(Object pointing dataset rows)
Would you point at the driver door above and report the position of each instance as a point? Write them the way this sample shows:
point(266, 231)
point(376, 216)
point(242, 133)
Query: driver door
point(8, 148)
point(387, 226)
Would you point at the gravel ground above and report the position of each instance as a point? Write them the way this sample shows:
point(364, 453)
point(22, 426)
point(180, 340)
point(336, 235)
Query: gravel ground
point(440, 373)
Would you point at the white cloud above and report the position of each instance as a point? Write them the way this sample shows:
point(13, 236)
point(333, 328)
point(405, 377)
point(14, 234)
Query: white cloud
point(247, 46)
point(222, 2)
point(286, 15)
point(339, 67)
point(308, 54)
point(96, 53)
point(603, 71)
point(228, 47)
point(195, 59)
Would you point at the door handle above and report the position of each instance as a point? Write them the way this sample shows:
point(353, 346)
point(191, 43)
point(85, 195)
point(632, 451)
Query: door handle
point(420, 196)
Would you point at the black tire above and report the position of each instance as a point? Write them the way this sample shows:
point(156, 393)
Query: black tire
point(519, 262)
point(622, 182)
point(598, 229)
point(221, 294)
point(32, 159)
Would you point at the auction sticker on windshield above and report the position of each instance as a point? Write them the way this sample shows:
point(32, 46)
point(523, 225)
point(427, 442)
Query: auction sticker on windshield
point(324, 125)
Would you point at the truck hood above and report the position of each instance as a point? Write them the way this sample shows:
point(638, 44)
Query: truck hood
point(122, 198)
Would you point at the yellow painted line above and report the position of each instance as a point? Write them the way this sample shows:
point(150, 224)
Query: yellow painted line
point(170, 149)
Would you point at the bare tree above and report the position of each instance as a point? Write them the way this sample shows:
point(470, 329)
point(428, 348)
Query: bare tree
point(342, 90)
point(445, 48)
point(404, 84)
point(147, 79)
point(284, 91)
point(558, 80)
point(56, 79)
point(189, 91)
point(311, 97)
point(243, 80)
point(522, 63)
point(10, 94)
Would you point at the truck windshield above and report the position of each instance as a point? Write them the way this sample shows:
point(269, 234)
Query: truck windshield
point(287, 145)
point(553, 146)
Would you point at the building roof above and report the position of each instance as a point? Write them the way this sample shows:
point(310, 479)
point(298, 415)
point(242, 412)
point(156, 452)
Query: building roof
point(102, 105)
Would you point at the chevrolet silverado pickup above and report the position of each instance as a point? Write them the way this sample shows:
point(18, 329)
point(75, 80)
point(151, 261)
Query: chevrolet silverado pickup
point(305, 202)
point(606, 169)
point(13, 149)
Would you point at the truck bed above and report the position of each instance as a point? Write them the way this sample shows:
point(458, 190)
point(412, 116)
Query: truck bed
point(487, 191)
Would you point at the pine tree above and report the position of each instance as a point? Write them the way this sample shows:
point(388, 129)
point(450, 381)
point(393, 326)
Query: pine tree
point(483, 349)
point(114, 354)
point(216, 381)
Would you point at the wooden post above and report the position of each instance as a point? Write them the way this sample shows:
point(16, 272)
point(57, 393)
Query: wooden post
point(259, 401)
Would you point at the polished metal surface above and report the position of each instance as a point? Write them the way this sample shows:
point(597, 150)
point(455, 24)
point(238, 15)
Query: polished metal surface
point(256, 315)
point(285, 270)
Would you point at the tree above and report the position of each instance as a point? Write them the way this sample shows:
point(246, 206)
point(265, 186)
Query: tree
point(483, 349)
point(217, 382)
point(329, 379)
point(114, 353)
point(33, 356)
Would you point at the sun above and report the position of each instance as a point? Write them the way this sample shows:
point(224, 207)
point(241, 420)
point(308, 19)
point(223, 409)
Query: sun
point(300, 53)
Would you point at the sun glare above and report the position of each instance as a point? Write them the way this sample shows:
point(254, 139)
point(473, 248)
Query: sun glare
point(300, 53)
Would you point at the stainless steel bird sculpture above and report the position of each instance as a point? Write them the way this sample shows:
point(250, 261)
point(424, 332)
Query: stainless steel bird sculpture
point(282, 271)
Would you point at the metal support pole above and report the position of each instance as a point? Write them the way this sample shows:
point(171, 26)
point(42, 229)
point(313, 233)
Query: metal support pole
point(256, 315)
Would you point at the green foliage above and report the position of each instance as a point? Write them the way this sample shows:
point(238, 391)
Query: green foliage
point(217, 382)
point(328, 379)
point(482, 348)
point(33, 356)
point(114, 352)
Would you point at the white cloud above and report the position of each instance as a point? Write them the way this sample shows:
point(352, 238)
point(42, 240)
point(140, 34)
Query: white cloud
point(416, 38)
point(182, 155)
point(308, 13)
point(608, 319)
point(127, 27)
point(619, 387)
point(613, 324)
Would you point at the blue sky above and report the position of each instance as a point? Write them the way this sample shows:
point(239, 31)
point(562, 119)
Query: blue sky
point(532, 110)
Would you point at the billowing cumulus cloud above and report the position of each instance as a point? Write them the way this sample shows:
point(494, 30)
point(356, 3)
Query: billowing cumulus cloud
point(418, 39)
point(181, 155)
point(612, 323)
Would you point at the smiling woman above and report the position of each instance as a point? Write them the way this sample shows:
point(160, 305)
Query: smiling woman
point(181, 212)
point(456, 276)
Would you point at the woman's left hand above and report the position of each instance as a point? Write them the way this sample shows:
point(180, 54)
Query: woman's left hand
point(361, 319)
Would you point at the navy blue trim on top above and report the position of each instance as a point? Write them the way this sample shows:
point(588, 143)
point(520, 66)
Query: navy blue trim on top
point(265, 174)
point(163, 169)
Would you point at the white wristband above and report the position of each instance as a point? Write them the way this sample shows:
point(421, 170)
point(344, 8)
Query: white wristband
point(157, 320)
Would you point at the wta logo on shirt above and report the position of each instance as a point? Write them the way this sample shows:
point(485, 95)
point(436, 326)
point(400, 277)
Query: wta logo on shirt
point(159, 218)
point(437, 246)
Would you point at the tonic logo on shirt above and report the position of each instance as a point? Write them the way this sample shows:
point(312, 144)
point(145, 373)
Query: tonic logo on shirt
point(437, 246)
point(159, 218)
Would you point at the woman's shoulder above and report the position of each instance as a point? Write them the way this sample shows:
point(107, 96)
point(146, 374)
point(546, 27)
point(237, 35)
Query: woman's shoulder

▸ **Task requirements**:
Present every line of the data above as a numbered list, omitting any blank lines.

▸ **Exercise solution**:
1. Would you point at the driver door above and report the position of each instance as a point? Write them the way this sample shows:
2. point(266, 231)
3. point(376, 216)
4. point(242, 133)
5. Query: driver door
6. point(8, 148)
7. point(387, 226)
8. Would you point at the gravel ground above and report the position of each instance as a point? Write them the way this sample shows:
9. point(364, 453)
10. point(22, 426)
11. point(180, 340)
12. point(336, 235)
13. Query: gravel ground
14. point(440, 373)
15. Would you point at the white cloud above and report the position of each instance as a point? Write them the way this sample shows:
16. point(13, 236)
17. point(333, 328)
18. point(405, 377)
19. point(14, 234)
20. Query: white cloud
21. point(247, 46)
22. point(222, 2)
23. point(286, 15)
24. point(339, 67)
25. point(308, 54)
26. point(96, 53)
27. point(603, 71)
28. point(228, 47)
29. point(195, 59)
30. Would you point at the door handle above and report the position of each instance as a point? Write them the way this sample shows:
31. point(353, 346)
32. point(191, 43)
33. point(85, 195)
34. point(632, 451)
35. Query: door handle
36. point(420, 196)
37. Would you point at the black tire above and report the position of each instance as a point? Write them the way this sample shows:
38. point(156, 393)
39. Query: black tire
40. point(519, 262)
41. point(622, 182)
42. point(598, 229)
43. point(221, 294)
44. point(32, 159)
45. Would you point at the auction sticker on windshield above and report the position of each instance as a point? Write them the way this sample shows:
46. point(32, 46)
47. point(523, 225)
48. point(427, 442)
49. Query: auction sticker on windshield
50. point(324, 125)
51. Would you point at the truck hood above and report the position of each instance as a point? Write them the way this sample shows:
52. point(638, 44)
53. Query: truck hood
54. point(122, 198)
55. Would you point at the yellow painted line above and report the position of each instance as a point? Write them the way this sample shows:
56. point(150, 224)
57. Query: yellow painted line
58. point(170, 149)
59. Would you point at the bare tree above and report the position of each instance as a point? Write them the way this sample shows:
60. point(470, 329)
61. point(428, 348)
62. Query: bare tree
63. point(342, 90)
64. point(445, 48)
65. point(404, 84)
66. point(147, 79)
67. point(284, 91)
68. point(558, 80)
69. point(56, 79)
70. point(189, 91)
71. point(311, 97)
72. point(243, 80)
73. point(522, 63)
74. point(10, 94)
75. Would you point at the truck windshield above and report the position of each instance as a point? Write them the way this sample shows:
76. point(269, 234)
77. Query: truck windshield
78. point(287, 145)
79. point(553, 146)
80. Would you point at the building roof above and report the position of each instance as a point? Write them the way this sample shows:
81. point(310, 479)
82. point(298, 415)
83. point(242, 412)
84. point(156, 452)
85. Query: building roof
86. point(102, 105)
87. Would you point at the chevrolet silverado pickup above and report the position of each instance as a point? Write them the way this sample shows:
88. point(18, 329)
89. point(75, 80)
90. point(151, 261)
91. Query: chevrolet silverado pickup
92. point(305, 202)
93. point(606, 169)
94. point(13, 149)
95. Would you point at the truck bed above and report the position of each instance as a point? Write them the way this sample shows:
96. point(458, 190)
97. point(412, 116)
98. Query: truck bed
99. point(487, 191)
100. Would you point at the pine tree above and report the position of each instance as a point? Write them the way this sample shows:
101. point(388, 129)
102. point(450, 381)
103. point(393, 326)
104. Query: pine tree
105. point(483, 349)
106. point(114, 354)
107. point(216, 381)
108. Would you point at the wooden post above and report the position of each instance as a point? Write them the way this sample shows:
109. point(16, 272)
110. point(57, 393)
111. Query: wooden post
112. point(259, 401)
113. Would you point at the polished metal surface above and report the position of each instance as a point? Write them the way this sample shows:
114. point(597, 150)
115. point(455, 24)
116. point(238, 15)
117. Query: polished metal surface
118. point(256, 315)
119. point(285, 270)
120. Would you point at the tree above and report the position of each instance as a point? Write them the way this sample shows:
121. point(246, 206)
122. point(265, 186)
123. Query: tree
124. point(483, 349)
125. point(217, 382)
126. point(329, 379)
127. point(114, 353)
128. point(33, 356)
129. Would you point at the sun above and report the position of each instance as a point? Write them the way this sample shows:
130. point(224, 207)
131. point(241, 420)
132. point(308, 19)
133. point(223, 409)
134. Query: sun
135. point(300, 53)
136. Would you point at the sun glare above and report the position of each instance as a point? Write them the way this sample shows:
137. point(254, 139)
138. point(473, 248)
139. Query: sun glare
140. point(300, 53)
141. Would you point at the stainless steel bird sculpture above and report the position of each instance as a point? Write them the way this sample shows:
142. point(250, 261)
143. point(424, 332)
144. Query: stainless steel bird sculpture
145. point(282, 271)
146. Would you point at the metal support pole above and report the position of each instance as a point? Write them the way this sample shows:
147. point(171, 26)
148. point(42, 229)
149. point(313, 233)
150. Query: metal support pole
151. point(256, 315)
152. Would you point at the green foliage above and report the position of each instance as a point? Write them the way this sample shows:
153. point(238, 391)
154. Query: green foliage
155. point(217, 382)
156. point(328, 379)
157. point(482, 348)
158. point(33, 356)
159. point(114, 352)
160. Would you point at the white cloud above and report the position of each instance as a point? Write them the way this sample shows:
161. point(352, 238)
162. point(42, 240)
163. point(140, 34)
164. Query: white cloud
165. point(416, 38)
166. point(182, 155)
167. point(308, 13)
168. point(608, 319)
169. point(127, 27)
170. point(619, 387)
171. point(613, 324)
172. Would you point at the blue sky above and report the position of each instance as a point? Write them the way this sample shows:
173. point(239, 31)
174. point(562, 119)
175. Query: blue sky
176. point(532, 110)
177. Would you point at the billowing cumulus cloud above and report the position of each instance as a point? Write them the way this sample shows:
178. point(494, 30)
179. point(356, 3)
180. Query: billowing cumulus cloud
181. point(418, 39)
182. point(181, 155)
183. point(612, 323)
184. Would you point at the smiling woman above and report the position of each instance as a point? Write them the way this sample shows:
185. point(160, 305)
186. Query: smiling woman
187. point(181, 212)
188. point(456, 276)
189. Would you point at the woman's left hand above and report the position of each instance as a point? Write them the way this sample shows:
190. point(180, 54)
191. Query: woman's left hand
192. point(361, 319)
193. Would you point at the navy blue trim on top above and report the position of each instance as a point? Write them the way this sample shows:
194. point(588, 143)
195. point(520, 66)
196. Query: navy blue trim on top
197. point(265, 174)
198. point(163, 169)
199. Would you point at the white wristband above and report the position of each instance as a point? Write them the way this sample shows:
200. point(421, 170)
201. point(344, 8)
202. Query: white wristband
203. point(157, 320)
204. Would you point at the wta logo on shirt above and report the position of each instance as a point? Write them the way this sample shows:
205. point(485, 95)
206. point(436, 326)
207. point(400, 277)
208. Query: wta logo on shirt
209. point(159, 218)
210. point(437, 246)
211. Would you point at the tonic logo on shirt above and report the position of each instance as a point? Write them the way this sample shows:
212. point(312, 144)
213. point(145, 373)
214. Query: tonic logo on shirt
215. point(437, 246)
216. point(159, 218)
217. Would you point at the woman's shoulder above and report the position of each instance as a point? Write them the way this sample shows:
218. point(107, 96)
219. point(146, 374)
220. point(546, 27)
221. point(237, 35)
222. Query: woman's shoulder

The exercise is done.